## begin Exercise inputs

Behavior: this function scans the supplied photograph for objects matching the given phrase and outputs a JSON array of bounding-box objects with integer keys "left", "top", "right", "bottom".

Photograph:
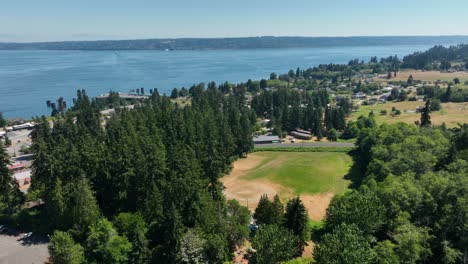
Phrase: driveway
[
  {"left": 0, "top": 233, "right": 49, "bottom": 264},
  {"left": 255, "top": 142, "right": 355, "bottom": 148}
]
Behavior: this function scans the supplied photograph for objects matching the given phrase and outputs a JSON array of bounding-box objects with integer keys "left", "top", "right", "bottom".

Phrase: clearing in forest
[
  {"left": 350, "top": 101, "right": 468, "bottom": 127},
  {"left": 221, "top": 151, "right": 352, "bottom": 221}
]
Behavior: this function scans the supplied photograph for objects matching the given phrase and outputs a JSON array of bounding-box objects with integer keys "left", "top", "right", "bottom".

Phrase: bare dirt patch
[
  {"left": 221, "top": 153, "right": 334, "bottom": 221},
  {"left": 301, "top": 193, "right": 335, "bottom": 221}
]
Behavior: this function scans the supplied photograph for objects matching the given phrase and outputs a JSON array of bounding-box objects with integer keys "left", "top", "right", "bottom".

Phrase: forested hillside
[
  {"left": 314, "top": 124, "right": 468, "bottom": 263},
  {"left": 403, "top": 44, "right": 468, "bottom": 70},
  {"left": 12, "top": 86, "right": 255, "bottom": 263},
  {"left": 0, "top": 36, "right": 468, "bottom": 50}
]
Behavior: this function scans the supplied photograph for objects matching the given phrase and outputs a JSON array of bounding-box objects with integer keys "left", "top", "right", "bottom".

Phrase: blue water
[{"left": 0, "top": 45, "right": 432, "bottom": 118}]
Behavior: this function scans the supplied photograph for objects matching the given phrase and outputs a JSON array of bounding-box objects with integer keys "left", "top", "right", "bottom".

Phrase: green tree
[
  {"left": 252, "top": 225, "right": 298, "bottom": 264},
  {"left": 113, "top": 213, "right": 150, "bottom": 264},
  {"left": 284, "top": 197, "right": 310, "bottom": 255},
  {"left": 0, "top": 141, "right": 24, "bottom": 215},
  {"left": 46, "top": 178, "right": 66, "bottom": 228},
  {"left": 86, "top": 218, "right": 132, "bottom": 264},
  {"left": 313, "top": 224, "right": 375, "bottom": 264},
  {"left": 260, "top": 79, "right": 268, "bottom": 90},
  {"left": 327, "top": 128, "right": 338, "bottom": 142},
  {"left": 49, "top": 231, "right": 85, "bottom": 264},
  {"left": 179, "top": 229, "right": 208, "bottom": 264},
  {"left": 171, "top": 88, "right": 179, "bottom": 99},
  {"left": 253, "top": 194, "right": 273, "bottom": 225},
  {"left": 64, "top": 177, "right": 100, "bottom": 236},
  {"left": 271, "top": 194, "right": 284, "bottom": 226},
  {"left": 420, "top": 99, "right": 432, "bottom": 127},
  {"left": 392, "top": 223, "right": 431, "bottom": 263},
  {"left": 226, "top": 200, "right": 250, "bottom": 250},
  {"left": 326, "top": 191, "right": 386, "bottom": 235},
  {"left": 0, "top": 112, "right": 8, "bottom": 127}
]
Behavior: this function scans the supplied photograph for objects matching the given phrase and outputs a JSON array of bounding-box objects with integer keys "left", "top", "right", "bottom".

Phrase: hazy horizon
[
  {"left": 0, "top": 0, "right": 468, "bottom": 42},
  {"left": 4, "top": 34, "right": 468, "bottom": 43}
]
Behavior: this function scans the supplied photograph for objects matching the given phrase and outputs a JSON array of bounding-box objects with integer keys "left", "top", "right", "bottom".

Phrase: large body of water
[{"left": 0, "top": 44, "right": 432, "bottom": 118}]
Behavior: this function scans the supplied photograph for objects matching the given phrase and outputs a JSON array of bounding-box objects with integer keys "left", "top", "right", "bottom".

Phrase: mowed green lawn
[{"left": 242, "top": 152, "right": 352, "bottom": 194}]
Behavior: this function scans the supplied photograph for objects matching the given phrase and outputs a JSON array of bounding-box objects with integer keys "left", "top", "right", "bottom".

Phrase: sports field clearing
[
  {"left": 349, "top": 101, "right": 468, "bottom": 127},
  {"left": 221, "top": 151, "right": 352, "bottom": 220}
]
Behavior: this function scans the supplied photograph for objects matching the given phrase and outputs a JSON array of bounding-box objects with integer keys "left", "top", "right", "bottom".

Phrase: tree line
[
  {"left": 0, "top": 85, "right": 256, "bottom": 263},
  {"left": 314, "top": 122, "right": 468, "bottom": 263}
]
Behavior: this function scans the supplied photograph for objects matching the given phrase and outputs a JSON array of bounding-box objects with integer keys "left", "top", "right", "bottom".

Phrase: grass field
[
  {"left": 243, "top": 152, "right": 351, "bottom": 194},
  {"left": 221, "top": 151, "right": 352, "bottom": 221},
  {"left": 376, "top": 70, "right": 468, "bottom": 84},
  {"left": 349, "top": 101, "right": 468, "bottom": 127}
]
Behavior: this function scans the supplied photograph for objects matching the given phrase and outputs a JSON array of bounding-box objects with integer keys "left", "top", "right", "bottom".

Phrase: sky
[{"left": 0, "top": 0, "right": 468, "bottom": 42}]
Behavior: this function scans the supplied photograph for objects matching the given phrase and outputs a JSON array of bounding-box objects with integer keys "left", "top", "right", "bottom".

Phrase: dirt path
[{"left": 221, "top": 153, "right": 334, "bottom": 221}]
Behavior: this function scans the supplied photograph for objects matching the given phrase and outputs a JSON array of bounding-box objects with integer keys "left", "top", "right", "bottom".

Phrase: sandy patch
[
  {"left": 221, "top": 153, "right": 334, "bottom": 221},
  {"left": 301, "top": 193, "right": 335, "bottom": 221}
]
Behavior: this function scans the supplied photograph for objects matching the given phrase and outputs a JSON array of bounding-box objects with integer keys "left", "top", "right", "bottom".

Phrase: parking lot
[{"left": 0, "top": 232, "right": 49, "bottom": 264}]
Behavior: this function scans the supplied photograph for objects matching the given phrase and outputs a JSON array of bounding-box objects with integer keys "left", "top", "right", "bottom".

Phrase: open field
[
  {"left": 375, "top": 70, "right": 468, "bottom": 84},
  {"left": 350, "top": 101, "right": 468, "bottom": 127},
  {"left": 221, "top": 152, "right": 351, "bottom": 221}
]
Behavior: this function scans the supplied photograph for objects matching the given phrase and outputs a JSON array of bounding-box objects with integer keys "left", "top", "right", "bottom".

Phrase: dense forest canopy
[
  {"left": 0, "top": 42, "right": 468, "bottom": 264},
  {"left": 0, "top": 36, "right": 468, "bottom": 50}
]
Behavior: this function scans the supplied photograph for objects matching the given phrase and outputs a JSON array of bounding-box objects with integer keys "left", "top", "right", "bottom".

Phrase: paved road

## end Exercise inputs

§ Stated exercise:
Count the lines in the listing above that contain the string "dirt", with case counting. Reply with the number only.

§ Written solution:
2